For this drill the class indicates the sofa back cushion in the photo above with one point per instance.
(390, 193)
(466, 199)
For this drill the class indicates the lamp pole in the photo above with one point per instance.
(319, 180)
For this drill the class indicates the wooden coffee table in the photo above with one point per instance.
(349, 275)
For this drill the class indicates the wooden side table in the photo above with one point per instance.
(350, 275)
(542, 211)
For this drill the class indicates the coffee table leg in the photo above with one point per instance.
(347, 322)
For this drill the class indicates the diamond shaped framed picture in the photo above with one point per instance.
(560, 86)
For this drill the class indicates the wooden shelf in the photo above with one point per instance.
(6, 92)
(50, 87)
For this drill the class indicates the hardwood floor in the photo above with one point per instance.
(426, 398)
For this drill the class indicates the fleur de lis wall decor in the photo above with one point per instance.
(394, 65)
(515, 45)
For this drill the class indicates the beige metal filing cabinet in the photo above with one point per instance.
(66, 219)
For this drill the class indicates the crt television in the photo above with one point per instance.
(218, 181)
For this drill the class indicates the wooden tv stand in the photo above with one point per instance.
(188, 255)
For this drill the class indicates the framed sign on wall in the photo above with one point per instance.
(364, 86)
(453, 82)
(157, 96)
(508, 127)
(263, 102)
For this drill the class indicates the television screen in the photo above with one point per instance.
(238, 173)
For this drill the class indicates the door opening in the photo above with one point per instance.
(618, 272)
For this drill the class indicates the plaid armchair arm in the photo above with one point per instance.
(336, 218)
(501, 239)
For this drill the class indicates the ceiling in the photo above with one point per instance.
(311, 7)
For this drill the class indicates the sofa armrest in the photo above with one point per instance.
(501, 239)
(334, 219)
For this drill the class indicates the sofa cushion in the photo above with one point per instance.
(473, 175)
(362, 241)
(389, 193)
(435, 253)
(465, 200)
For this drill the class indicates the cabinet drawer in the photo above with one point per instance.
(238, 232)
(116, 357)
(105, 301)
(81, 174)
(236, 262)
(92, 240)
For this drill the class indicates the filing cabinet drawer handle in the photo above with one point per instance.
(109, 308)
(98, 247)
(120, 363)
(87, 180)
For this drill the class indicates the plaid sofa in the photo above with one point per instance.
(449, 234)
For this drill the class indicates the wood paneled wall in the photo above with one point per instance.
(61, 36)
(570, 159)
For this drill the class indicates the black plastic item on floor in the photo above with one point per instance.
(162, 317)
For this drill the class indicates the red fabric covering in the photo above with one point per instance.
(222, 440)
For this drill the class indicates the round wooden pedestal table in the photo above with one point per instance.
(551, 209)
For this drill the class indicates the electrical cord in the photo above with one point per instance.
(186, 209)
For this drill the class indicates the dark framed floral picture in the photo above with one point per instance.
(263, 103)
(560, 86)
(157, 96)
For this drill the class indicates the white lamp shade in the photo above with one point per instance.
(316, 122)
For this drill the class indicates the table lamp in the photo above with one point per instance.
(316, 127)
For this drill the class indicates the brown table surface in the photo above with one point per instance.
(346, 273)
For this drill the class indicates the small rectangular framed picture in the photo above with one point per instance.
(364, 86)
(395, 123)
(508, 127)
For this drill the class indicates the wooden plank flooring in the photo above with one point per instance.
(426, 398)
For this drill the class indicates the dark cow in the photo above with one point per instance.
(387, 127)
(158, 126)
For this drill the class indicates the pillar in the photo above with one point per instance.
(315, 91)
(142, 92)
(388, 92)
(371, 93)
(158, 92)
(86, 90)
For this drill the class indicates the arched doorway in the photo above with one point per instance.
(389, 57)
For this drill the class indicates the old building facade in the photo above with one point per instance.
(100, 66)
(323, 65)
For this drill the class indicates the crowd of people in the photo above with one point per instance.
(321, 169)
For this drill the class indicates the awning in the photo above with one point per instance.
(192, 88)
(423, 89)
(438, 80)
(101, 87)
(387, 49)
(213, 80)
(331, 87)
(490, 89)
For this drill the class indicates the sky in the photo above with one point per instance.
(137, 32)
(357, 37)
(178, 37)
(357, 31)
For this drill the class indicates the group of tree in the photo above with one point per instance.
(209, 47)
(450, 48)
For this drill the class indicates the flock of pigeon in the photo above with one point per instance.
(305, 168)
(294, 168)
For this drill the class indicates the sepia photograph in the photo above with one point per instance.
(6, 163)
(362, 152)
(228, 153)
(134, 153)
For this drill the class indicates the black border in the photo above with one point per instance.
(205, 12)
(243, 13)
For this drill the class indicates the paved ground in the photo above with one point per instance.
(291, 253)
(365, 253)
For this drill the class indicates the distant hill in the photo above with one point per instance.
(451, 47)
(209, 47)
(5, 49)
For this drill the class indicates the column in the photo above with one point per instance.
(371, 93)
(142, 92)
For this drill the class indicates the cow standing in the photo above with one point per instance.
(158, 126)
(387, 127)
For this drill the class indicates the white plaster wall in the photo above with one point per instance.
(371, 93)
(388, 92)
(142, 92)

====

§ Problem statement
Recast the data above as a JSON list of strings, with one string per line and any blank lines left out.

§ Finished exercise
[
  "For this drill the class indicates the sofa back cushion in the photo above with one point per instance.",
  "(390, 193)",
  "(466, 199)",
  "For this drill the class indicates the lamp pole in the photo above with one point per instance.",
  "(319, 180)",
  "For this drill the class indicates the wooden coffee table in the photo above with one point per instance.",
  "(349, 275)",
  "For this drill the class indicates the wooden side table in the photo above with one point per instance.",
  "(350, 275)",
  "(542, 211)",
  "For this drill the class indicates the coffee table leg in the photo above with one point per instance.",
  "(347, 322)",
  "For this drill the class indicates the diamond shaped framed picture in the photo above with one point per instance.",
  "(560, 86)",
  "For this drill the class indicates the wooden shelf in the photo above with one point per instance.",
  "(6, 92)",
  "(50, 87)",
  "For this drill the class indicates the hardwood floor in the photo above with one point per instance.",
  "(426, 398)",
  "For this drill the class indicates the fleur de lis wall decor in the photo above with one point per instance.",
  "(394, 65)",
  "(515, 45)",
  "For this drill the class indicates the beige metal filing cabinet in the photo above with one point per instance.",
  "(66, 219)",
  "For this drill the class indicates the crt television in the photo above with one point per instance.",
  "(218, 181)",
  "For this drill the class indicates the wooden tv stand in the photo above with one point per instance.",
  "(188, 255)",
  "For this drill the class indicates the framed sign on wall in the photo above with one point per instance.",
  "(364, 86)",
  "(453, 82)",
  "(157, 96)",
  "(508, 127)",
  "(263, 102)",
  "For this drill the class indicates the television screen in the photo above with one point per instance.",
  "(238, 173)",
  "For this drill the class indicates the door opening in the photo above with one point per instance.",
  "(618, 272)",
  "For this drill the class indicates the plaid armchair arm in the photo above with one point per instance.",
  "(336, 218)",
  "(501, 239)",
  "For this drill the class indicates the ceiling in the photo above with one point per instance.",
  "(311, 7)",
  "For this drill the class indicates the sofa armrest in the photo above with one point per instance.",
  "(501, 239)",
  "(334, 219)",
  "For this drill the class indicates the sofa cushion in the photo above with one point per instance.",
  "(473, 175)",
  "(362, 241)",
  "(389, 193)",
  "(435, 253)",
  "(465, 200)",
  "For this drill the class indicates the cabinet drawer in the photo above with one point per instance.",
  "(238, 232)",
  "(116, 357)",
  "(105, 301)",
  "(81, 174)",
  "(236, 262)",
  "(92, 240)",
  "For this drill the class indicates the filing cabinet drawer handle in the photo above with one point per instance.",
  "(109, 308)",
  "(98, 247)",
  "(120, 363)",
  "(87, 180)",
  "For this drill the class indicates the plaid sofa in the photo above with one point per instance.",
  "(449, 234)",
  "For this drill the class indicates the wood paneled wall in the photo above with one point per instance.",
  "(61, 36)",
  "(570, 159)",
  "For this drill the class indicates the black plastic item on floor in the photo above with one point per instance.",
  "(162, 317)",
  "For this drill the class indicates the red fabric covering in the photo above with one point per instance.",
  "(222, 440)",
  "For this drill the class indicates the round wooden pedestal table in the photo above with one point per instance.",
  "(551, 209)",
  "For this drill the class indicates the electrical cord in the photo above with one point per instance.",
  "(186, 209)",
  "For this drill the class indicates the dark framed floral picture in the photo above with one point per instance.",
  "(263, 103)",
  "(560, 86)",
  "(157, 96)",
  "For this drill the class indicates the white lamp shade in the photo above with one point per instance.",
  "(316, 122)",
  "For this drill the class indicates the table lamp in the photo above with one point per instance.",
  "(316, 127)",
  "For this drill the class indicates the brown table surface in the photo above with one point per instance.",
  "(346, 273)",
  "For this drill the class indicates the small rectangular framed picture in the photo above with one point per instance.",
  "(364, 86)",
  "(395, 123)",
  "(508, 127)",
  "For this drill the class indicates the wooden plank flooring in the photo above with one point per instance.",
  "(426, 398)",
  "For this drill the class indicates the dark cow in the photo above with one point per instance.",
  "(387, 127)",
  "(158, 126)",
  "For this drill the class indicates the pillar in the photo above with one point per instance.",
  "(315, 91)",
  "(142, 92)",
  "(388, 92)",
  "(371, 93)",
  "(158, 92)",
  "(86, 90)",
  "For this drill the class indicates the arched doorway in the photo above with one point per instance.",
  "(389, 57)",
  "For this drill the class indicates the old building facade in the photo above with one point per instance.",
  "(100, 66)",
  "(323, 65)",
  "For this drill the class indicates the crowd of people in the photo above with one point per instance.",
  "(321, 169)",
  "For this drill the class indicates the awning in the photo above with one point per instance.",
  "(192, 88)",
  "(423, 89)",
  "(438, 80)",
  "(101, 87)",
  "(387, 49)",
  "(213, 80)",
  "(331, 87)",
  "(490, 89)",
  "For this drill the class indicates the sky in the photo above with one point per instance.",
  "(137, 32)",
  "(357, 37)",
  "(178, 37)",
  "(357, 31)",
  "For this drill the class indicates the group of tree in the photo above with one point per instance.",
  "(209, 47)",
  "(450, 48)",
  "For this drill the class indicates the flock of pigeon in the photo above with one point per instance.",
  "(305, 168)",
  "(294, 168)",
  "For this drill the class indicates the sepia photograph in the photo above with one point per instance.",
  "(6, 163)",
  "(362, 152)",
  "(228, 153)",
  "(134, 153)",
  "For this drill the class indicates the black border in the photo above with one point per instance.",
  "(205, 12)",
  "(243, 13)",
  "For this drill the class indicates the paved ground in the photo above with one point per instance.",
  "(291, 253)",
  "(365, 253)",
  "For this drill the class indicates the distant hill in the photo above with one point per instance.",
  "(451, 47)",
  "(209, 47)",
  "(5, 49)",
  "For this drill the class indicates the column in the photo above with one point per instance.",
  "(371, 93)",
  "(142, 92)",
  "For this drill the class indicates the cow standing in the photo above with one point per instance.",
  "(158, 126)",
  "(387, 127)",
  "For this drill the class indicates the white plaster wall in the photo above with one point per instance.",
  "(371, 93)",
  "(388, 92)",
  "(142, 92)"
]